## Text section
---
A short discussion of Regge calculus, meant to introduce in simple way, accessible also to readers not familiar with the notion of geometry over discrete spaces (simplicial complexes), and some of the notions actually used in the derivation can be found in Battaglia and Rasetti (2003), where some of the preliminary ideas of the scheme are described, successively developed in extended way for present and other applications. As for the work in \(\mathbb {Z}_2\) quantum gravity which our generalized model of immune system is isomorphic to, a more articulated and complete set of references is available in Giulini (2007) and Bittner et al. (1999).

## A global topological application of the S[B] paradigm

In this section we introduce the \(S[B]\) paradigm for modeling complex adaptive systems and we discuss the IS metaphor as a global topological application of the adaptation phase; the aim is to contribute to understand the adaptability feature that, as addressed in the paper of Stepney et al. (2005), still remains ‘poorly understood’.
---
## Provided material

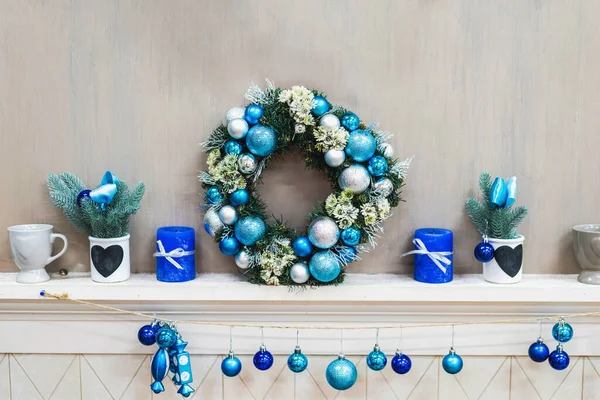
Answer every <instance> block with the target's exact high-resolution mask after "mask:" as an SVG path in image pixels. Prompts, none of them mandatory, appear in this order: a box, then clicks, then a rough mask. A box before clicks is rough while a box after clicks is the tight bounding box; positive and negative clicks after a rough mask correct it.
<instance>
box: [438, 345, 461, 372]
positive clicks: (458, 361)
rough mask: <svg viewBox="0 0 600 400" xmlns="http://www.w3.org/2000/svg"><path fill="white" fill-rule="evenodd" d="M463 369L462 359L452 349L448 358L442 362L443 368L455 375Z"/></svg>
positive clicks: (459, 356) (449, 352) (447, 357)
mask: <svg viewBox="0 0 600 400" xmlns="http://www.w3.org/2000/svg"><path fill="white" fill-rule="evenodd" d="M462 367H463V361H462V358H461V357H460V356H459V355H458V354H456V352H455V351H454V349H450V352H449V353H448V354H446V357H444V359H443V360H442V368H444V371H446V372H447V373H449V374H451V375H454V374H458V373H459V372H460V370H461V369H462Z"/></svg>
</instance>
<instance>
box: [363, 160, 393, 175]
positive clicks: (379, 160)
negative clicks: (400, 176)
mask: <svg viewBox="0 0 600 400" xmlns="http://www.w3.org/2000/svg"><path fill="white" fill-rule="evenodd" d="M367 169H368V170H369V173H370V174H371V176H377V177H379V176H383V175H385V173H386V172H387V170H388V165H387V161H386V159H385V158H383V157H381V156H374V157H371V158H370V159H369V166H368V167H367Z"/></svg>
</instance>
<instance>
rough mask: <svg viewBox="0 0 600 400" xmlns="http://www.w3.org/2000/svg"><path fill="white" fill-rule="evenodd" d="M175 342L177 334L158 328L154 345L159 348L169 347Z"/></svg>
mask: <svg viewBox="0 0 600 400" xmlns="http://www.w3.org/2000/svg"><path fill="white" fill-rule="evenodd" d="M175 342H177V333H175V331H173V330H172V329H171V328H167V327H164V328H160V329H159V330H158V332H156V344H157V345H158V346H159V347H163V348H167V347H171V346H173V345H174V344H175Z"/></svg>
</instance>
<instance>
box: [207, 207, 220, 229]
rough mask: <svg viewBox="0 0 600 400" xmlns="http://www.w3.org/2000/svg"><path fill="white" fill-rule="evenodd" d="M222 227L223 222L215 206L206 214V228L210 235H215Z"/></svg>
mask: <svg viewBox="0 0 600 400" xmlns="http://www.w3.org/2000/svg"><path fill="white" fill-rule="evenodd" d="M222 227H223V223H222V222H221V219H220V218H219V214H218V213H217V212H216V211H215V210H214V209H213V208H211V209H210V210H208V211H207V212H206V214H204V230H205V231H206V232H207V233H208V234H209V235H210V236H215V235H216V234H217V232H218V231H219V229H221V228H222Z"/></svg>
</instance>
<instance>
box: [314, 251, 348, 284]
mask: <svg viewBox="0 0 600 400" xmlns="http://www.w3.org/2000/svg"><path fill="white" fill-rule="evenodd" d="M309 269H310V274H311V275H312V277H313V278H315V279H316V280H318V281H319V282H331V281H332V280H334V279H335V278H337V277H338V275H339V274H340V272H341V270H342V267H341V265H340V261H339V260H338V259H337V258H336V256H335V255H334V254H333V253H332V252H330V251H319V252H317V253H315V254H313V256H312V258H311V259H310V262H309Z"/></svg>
---
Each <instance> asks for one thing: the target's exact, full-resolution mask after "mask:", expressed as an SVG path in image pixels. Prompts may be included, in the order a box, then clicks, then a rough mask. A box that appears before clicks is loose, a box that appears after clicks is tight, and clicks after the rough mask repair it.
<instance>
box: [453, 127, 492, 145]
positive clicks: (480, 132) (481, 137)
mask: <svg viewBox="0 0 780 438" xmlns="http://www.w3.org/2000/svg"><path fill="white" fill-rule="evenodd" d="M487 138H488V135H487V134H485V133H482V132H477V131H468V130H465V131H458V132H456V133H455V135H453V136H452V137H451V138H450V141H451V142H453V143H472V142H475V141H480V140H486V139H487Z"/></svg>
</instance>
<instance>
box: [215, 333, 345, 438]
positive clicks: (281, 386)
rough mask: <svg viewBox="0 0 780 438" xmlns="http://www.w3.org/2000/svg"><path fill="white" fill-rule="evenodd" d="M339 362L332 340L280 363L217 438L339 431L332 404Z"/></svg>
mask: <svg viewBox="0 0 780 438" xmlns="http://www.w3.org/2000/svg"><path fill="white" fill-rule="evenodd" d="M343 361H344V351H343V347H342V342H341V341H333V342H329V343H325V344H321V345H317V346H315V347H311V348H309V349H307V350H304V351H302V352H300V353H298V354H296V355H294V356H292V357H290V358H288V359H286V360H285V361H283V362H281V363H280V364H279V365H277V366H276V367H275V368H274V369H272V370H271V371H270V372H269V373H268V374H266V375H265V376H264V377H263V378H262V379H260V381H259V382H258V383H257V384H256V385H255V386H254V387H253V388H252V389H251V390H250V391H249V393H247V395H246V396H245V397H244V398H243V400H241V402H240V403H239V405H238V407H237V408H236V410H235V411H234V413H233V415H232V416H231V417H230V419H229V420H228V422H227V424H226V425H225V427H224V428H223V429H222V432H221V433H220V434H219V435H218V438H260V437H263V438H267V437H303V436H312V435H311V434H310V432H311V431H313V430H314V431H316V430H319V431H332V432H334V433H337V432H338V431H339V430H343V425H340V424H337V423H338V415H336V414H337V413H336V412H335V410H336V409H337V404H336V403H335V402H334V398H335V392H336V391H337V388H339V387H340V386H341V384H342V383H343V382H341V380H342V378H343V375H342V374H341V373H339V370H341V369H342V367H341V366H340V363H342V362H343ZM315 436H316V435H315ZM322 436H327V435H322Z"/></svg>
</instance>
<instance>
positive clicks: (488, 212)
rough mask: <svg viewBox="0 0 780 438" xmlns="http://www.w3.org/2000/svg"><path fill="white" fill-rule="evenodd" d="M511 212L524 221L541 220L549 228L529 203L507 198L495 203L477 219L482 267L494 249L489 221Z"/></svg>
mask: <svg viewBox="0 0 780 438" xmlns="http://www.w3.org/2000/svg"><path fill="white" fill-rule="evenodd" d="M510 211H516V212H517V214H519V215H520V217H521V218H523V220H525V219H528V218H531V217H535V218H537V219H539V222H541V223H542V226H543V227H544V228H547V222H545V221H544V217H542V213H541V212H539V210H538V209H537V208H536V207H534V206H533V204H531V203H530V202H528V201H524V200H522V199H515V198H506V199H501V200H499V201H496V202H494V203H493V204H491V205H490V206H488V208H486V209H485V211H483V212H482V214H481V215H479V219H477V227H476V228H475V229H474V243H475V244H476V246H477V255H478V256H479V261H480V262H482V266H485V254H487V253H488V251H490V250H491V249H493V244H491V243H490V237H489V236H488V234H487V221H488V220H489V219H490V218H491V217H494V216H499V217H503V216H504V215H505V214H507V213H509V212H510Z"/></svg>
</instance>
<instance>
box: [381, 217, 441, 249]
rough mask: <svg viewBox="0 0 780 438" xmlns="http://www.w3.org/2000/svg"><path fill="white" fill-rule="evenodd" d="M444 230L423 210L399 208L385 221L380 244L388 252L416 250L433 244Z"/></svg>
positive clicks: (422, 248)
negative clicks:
---
## Work to be completed
Transcribe the passage on Regge calculus and the S[B] paradigm in full, reproducing every character as it appears above.

## Your response
A short discussion of Regge calculus, meant to introduce in simple way, accessible also to readers not familiar with the notion of geometry over discrete spaces (simplicial complexes), and some of the notions actually used in the derivation can be found in Battaglia and Rasetti (2003), where some of the preliminary ideas of the scheme are described, successively developed in extended way for present and other applications. As for the work in \(\mathbb {Z}_2\) quantum gravity which our generalized model of immune system is isomorphic to, a more articulated and complete set of references is available in Giulini (2007) and Bittner et al. (1999).

## A global topological application of the S[B] paradigm

In this section we introduce the \(S[B]\) paradigm for modeling complex adaptive systems and we discuss the IS metaphor as a global topological application of the adaptation phase; the aim is to contribute to understand the adaptability feature that, as addressed in the paper of Stepney et al. (2005), still remains ‘poorly understood’.